THE PROBLEM =
Please copy every one of the rows below word for word, keeping each line in its original order.

* START MATERIAL FOR THIS EXERCISE *

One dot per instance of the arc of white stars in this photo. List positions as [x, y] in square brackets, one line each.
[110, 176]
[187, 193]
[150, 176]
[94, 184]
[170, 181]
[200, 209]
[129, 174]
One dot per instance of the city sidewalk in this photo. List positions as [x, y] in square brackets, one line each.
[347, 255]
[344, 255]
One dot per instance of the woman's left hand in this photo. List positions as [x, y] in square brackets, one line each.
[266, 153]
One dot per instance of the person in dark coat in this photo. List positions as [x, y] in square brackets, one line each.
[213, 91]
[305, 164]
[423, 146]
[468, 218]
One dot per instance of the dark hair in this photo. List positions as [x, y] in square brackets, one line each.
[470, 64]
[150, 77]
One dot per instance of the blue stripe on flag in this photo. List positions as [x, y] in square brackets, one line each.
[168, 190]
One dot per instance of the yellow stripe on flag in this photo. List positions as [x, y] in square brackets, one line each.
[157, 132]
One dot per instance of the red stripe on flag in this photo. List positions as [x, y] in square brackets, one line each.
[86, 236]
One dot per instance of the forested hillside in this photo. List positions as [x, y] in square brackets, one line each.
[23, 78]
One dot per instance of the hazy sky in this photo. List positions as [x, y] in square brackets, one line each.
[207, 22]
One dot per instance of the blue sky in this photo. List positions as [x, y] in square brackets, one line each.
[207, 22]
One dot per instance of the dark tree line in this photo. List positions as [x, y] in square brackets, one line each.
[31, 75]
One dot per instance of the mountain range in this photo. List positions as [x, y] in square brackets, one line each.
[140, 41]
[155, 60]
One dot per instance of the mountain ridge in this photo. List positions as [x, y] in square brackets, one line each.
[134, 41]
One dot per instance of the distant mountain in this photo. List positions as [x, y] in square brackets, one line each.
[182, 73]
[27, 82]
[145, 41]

* END MATERIAL FOR THIS EXERCISE *

CORRECT RESULT =
One dot per instance of the arc of white stars in this photo. List positions as [x, y] in square brackets, one line each.
[110, 176]
[187, 193]
[150, 176]
[94, 184]
[170, 181]
[200, 209]
[129, 174]
One dot per instance of the city sidewalk in this photo. List positions as [x, y] in square brackets, one line each.
[347, 255]
[344, 255]
One dot per instance of the woman's left hand in this photo. List positions as [x, y] in square brackets, one line each.
[266, 153]
One dot per instance of the person in dark coat in this photo. List positions as [x, y] in square brackets, one line each.
[213, 91]
[305, 164]
[423, 146]
[468, 218]
One dot per instance of the dark hair in this photo. List positions as [x, y] in square brackets, one line each.
[470, 64]
[150, 77]
One dot per instance of the blue stripe on flag in this photo. List positions as [x, y] in square brackets, one line each.
[168, 190]
One dot per instance of the yellow stripe on flag in this photo. List positions as [x, y] in square brackets, one line each.
[157, 132]
One dot per instance of the red stripe on flag in this photo. List positions as [x, y] in square brackets, one line each.
[86, 236]
One dot per instance of the forested hillside in this photo. List positions as [x, y] in square brackets, one line each.
[23, 78]
One dot per instance of the hazy sky in this photo. List positions as [x, y] in square brackets, one line each.
[207, 22]
One dot per instance of the blue sky in this photo. List positions as [x, y] in square brackets, one line each.
[207, 22]
One dot per instance of the dark tree line in this photo. List positions as [x, y] in square brackets, one line each.
[31, 75]
One dot per instance of the mountain range in this photo. List positions as [x, y] in square brackets, one line each.
[140, 41]
[155, 60]
One dot per instance of the mountain ridge in this photo. List positions as [x, y] in square brackets, one line each.
[134, 41]
One dot per instance of the distant mountain in this photo. List positions as [x, y] in square brackets, one line each.
[182, 73]
[27, 82]
[145, 41]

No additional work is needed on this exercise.